#### [PAGE EXTRACT]
>>>>

While this phenomenon is known, scientists at Sydney’s Garvan Institute of Medical Research and the University of NSW have pinpointed the exact brain circuitry behind it and have published their findings in the prestigious international journal Cell Metabolism, now online.
Dr Shu Lin, Dr Yanchuan Shi and Professor Herbert Herzog and his team have been studying the complex processes behind energy balance using various mouse models. They have shown that the neurotransmitter Neuropeptide Y (NPY), known for stimulating appetite, also plays a major role in controlling whether the body burns or conserves energy.
The researchers found that NPY produced in a particular region of the brain – the arcuate nucleus (Arc) of the hypothalamus – inhibits the activation of ‘brown fat’1, one of the primary tissues where the body generates heat.
“This study is the first to identify the neurotransmitters and neural pathways2 that carry signals generated by NPY in the brain to brown fat cells in the body. It is also the first to show a direct connection between Arc NPY, the sympathetic nervous system and the control of energy expenditure.” said Professor Herzog.
“We know that NPY also influences other aspects of the sympathetic nervous system – such as heart rate and gut function – but its control of heat generation through brown fat seems to be the most critical factor in the control of energy expenditure.”
“When you don’t eat, or dramatically curtail your calorie intake, levels of NPY rise sharply. High levels of NPY signal to the body that it is in ‘starvation mode’ and should try to replenish and conserve as much energy as possible. As a result, the body reduces processes that are not absolutely necessary for survival.”
“Evolution has provided us with these mechanisms to help us survive famine, and they are strictly controlled. When people had to survive by finding food or hunting game, they could not afford to run out of energy and die of exhaustion, so their bodies evolved to cope.”
“Until the twentieth century, there were no fast food chains and people did not have ready access to high fat, high sugar, foods. So in evolutionary terms, it was unlikely that people were going to get very fat and mechanisms were only put in place to prevent you losing weight.”
“Obesity is a modern epidemic, and the challenge will be to find ways of tricking the body into losing weight – and that will mean somehow circumventing or manipulating this NPY circuit, probably with drugs.”
NOTES TO EDITORS
1. Brown fat, or brown adipose tissue, is one of two types of fat, the other being white fat. We are obese when we have too much white fat, which is basically an organ of energy storage. In contrast, brown fat is like a heat generator. Around 50 g of white fat stores 300 kilocalories of energy. The same amount of brown fat burns 300 kilocalories a day.
We are all born with supplies of brown fat around our necks, nature’s way of helping to keep us warm as infants.
Until recently, it was thought that brown fat vanishes in early childhood, but we now know that brown fat is present in all adults.
2. Arcuate NPY communicates directly with tyrosine hydroxylase (TH) neurons in another part of the hypothalamus known as the paraventricular nucleus (PVN). The TH neurons form a kind of relay point, and in turn signal to brown fat cells by activating other neurons in the brain stem.
The Garvan Institute of Medical Research was founded in 1963. Initially a research department of St Vincent’s Hospital in Sydney, it is now one of Australia’s largest medical research institutions with over 600 scientists, students and support staff. Garvan’s main research areas are: Cancer, Diabetes & Obesity, Immunology and Inflammation, Osteoporosis and Bone Biology and Neuroscience. Garvan’s mission is to make significant contributions to medical science that will change the directions of science and medicine and have major impacts on human health. The outcome of Garvan’s discoveries is the development of better methods of diagnosis, treatment, and ultimately, prevention of disease.

<<<<

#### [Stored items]
>>>>

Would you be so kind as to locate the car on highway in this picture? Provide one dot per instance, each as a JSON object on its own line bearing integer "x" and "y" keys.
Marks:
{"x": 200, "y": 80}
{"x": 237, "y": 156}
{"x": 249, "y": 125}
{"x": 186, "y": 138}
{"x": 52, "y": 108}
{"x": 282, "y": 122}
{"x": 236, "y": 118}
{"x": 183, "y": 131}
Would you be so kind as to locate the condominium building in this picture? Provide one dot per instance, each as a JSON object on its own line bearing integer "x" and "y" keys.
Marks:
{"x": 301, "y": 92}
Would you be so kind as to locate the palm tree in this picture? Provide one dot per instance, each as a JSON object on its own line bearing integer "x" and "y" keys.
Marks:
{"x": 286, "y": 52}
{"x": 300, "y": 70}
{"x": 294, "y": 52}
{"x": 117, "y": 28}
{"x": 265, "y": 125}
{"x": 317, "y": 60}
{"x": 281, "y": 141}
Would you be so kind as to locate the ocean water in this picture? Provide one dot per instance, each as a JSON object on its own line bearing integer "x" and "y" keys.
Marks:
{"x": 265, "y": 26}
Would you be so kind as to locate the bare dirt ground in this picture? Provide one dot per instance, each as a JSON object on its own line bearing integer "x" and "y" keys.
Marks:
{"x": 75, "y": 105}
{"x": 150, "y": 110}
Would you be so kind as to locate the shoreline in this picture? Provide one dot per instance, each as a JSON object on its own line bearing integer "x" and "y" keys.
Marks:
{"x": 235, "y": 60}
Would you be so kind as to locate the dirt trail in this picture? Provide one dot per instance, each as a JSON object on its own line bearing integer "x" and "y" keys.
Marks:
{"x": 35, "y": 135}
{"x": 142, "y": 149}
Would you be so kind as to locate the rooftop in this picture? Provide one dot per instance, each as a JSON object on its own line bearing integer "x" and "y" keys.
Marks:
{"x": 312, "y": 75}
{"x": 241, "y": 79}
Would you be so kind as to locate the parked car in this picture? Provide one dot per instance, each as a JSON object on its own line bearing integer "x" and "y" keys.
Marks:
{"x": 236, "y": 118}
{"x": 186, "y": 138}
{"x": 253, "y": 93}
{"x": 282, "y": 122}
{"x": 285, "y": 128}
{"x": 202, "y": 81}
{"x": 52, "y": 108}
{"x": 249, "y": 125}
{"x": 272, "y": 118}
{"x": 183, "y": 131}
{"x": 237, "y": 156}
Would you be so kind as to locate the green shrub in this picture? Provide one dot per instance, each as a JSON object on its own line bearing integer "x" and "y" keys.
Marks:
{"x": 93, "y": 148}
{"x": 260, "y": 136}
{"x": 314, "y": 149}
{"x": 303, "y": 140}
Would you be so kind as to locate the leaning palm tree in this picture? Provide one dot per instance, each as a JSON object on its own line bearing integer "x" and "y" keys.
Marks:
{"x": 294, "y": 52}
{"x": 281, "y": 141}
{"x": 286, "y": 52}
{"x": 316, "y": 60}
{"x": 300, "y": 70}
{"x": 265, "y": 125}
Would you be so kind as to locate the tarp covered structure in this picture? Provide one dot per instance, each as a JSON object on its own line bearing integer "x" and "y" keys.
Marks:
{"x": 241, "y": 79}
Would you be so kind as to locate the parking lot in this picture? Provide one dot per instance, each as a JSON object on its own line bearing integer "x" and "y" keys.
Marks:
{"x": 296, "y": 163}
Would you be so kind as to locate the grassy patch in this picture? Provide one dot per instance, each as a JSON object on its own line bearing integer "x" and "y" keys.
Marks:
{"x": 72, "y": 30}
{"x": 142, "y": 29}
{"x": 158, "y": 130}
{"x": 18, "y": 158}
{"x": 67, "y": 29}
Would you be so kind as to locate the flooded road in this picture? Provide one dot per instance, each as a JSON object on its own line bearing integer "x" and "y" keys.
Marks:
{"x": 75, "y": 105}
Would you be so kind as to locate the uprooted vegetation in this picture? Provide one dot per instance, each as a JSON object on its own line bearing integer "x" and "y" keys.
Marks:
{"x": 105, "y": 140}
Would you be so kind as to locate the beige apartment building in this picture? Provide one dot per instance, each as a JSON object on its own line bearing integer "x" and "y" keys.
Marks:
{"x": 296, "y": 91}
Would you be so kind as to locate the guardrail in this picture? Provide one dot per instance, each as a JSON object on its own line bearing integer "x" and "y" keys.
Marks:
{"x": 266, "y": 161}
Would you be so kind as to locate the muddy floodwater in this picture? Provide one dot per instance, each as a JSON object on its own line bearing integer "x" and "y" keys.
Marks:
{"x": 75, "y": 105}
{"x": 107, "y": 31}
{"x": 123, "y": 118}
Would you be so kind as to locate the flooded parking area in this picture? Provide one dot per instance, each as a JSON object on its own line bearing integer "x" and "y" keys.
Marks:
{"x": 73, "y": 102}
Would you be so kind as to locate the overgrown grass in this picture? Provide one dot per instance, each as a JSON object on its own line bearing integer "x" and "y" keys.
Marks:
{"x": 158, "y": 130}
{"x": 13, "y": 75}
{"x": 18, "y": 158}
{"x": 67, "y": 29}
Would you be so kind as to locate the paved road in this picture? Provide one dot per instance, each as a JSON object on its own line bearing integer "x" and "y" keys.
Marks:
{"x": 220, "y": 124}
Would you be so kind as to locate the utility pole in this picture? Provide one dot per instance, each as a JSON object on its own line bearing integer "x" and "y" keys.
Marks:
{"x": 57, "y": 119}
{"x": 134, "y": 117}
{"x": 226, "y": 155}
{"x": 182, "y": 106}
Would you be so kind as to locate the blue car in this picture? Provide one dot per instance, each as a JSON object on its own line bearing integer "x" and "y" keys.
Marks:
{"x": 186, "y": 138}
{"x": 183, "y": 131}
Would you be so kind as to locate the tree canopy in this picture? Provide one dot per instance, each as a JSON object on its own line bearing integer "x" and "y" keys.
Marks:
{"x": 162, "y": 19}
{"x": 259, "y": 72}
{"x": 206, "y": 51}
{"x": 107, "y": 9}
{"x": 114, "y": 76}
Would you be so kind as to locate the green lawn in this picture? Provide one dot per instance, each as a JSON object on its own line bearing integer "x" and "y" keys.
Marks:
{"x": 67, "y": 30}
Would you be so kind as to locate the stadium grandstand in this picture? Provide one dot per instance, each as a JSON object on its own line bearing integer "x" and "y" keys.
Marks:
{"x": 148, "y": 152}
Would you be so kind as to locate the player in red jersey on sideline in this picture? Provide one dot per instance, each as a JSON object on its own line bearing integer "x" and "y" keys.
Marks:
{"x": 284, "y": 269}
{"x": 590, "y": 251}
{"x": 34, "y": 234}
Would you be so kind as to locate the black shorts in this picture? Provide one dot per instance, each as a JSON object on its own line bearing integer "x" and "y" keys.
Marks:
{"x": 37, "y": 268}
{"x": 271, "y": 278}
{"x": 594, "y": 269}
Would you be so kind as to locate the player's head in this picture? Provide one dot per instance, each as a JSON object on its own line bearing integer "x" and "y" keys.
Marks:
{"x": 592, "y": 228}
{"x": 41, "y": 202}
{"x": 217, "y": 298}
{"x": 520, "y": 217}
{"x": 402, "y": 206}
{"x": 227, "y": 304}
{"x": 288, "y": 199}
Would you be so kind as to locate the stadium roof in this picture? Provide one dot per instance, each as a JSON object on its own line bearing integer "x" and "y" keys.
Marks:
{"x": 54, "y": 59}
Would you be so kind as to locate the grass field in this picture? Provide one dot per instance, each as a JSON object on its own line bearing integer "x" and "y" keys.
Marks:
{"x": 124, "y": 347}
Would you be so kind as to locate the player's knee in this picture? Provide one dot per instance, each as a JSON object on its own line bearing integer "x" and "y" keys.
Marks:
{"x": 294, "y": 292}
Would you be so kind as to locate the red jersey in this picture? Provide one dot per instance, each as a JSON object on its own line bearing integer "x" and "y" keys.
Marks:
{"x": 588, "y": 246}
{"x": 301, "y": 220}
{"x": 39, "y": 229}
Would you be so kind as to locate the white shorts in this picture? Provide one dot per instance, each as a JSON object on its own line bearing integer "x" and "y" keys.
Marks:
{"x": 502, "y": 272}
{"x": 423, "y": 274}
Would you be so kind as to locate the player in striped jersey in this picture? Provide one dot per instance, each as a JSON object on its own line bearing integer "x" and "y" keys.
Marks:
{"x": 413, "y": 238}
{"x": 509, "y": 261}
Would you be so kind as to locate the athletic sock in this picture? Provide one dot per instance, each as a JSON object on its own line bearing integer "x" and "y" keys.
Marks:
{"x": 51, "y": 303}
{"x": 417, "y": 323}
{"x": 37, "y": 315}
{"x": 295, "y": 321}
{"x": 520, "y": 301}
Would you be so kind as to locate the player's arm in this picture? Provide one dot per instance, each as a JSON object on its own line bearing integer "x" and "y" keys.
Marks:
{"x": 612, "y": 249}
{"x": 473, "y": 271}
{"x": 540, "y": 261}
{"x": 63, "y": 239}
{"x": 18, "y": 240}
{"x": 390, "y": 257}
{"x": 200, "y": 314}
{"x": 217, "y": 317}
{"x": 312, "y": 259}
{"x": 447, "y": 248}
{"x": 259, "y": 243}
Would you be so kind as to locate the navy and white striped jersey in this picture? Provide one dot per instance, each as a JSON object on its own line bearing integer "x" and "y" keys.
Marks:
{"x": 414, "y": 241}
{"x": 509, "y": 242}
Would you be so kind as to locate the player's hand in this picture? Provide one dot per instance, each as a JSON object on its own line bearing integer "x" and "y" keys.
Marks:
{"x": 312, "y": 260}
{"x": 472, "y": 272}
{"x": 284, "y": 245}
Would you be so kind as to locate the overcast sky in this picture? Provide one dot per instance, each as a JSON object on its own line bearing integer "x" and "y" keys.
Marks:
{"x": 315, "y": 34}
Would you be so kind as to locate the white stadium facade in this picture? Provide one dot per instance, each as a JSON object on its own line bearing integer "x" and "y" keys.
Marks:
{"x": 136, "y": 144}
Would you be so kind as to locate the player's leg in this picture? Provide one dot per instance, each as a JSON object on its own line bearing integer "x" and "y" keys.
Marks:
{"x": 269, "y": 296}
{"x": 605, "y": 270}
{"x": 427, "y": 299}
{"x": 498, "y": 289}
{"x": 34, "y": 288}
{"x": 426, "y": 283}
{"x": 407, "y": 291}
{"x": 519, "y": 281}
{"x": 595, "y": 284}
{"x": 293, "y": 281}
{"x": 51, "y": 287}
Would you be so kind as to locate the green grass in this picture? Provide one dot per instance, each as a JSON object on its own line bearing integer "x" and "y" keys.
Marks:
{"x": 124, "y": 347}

<<<<

#### [WORK TASK 1]
Using the press release on NPY and brown fat, explain why evolution put in place mechanisms only to prevent weight loss. Answer in one to three sentences.
#### [WORK TASK 2]
Reproduce the press release on NPY and brown fat from the words "NOTES TO EDITORS" up to and including the words "the brain stem.".

#### [YOUR RESPONSE 1]
Until the twentieth century there were no fast food chains, and people did not have ready access to high fat, high sugar foods. In evolutionary terms, it was therefore unlikely that people would get very fat. Bodies instead evolved to survive famine and avoid running out of energy while finding food or hunting game.

#### [YOUR RESPONSE 2]
NOTES TO EDITORS
1. Brown fat, or brown adipose tissue, is one of two types of fat, the other being white fat. We are obese when we have too much white fat, which is basically an organ of energy storage. In contrast, brown fat is like a heat generator. Around 50 g of white fat stores 300 kilocalories of energy. The same amount of brown fat burns 300 kilocalories a day.
We are all born with supplies of brown fat around our necks, nature’s way of helping to keep us warm as infants.
Until recently, it was thought that brown fat vanishes in early childhood, but we now know that brown fat is present in all adults.
2. Arcuate NPY communicates directly with tyrosine hydroxylase (TH) neurons in another part of the hypothalamus known as the paraventricular nucleus (PVN). The TH neurons form a kind of relay point, and in turn signal to brown fat cells by activating other neurons in the brain stem.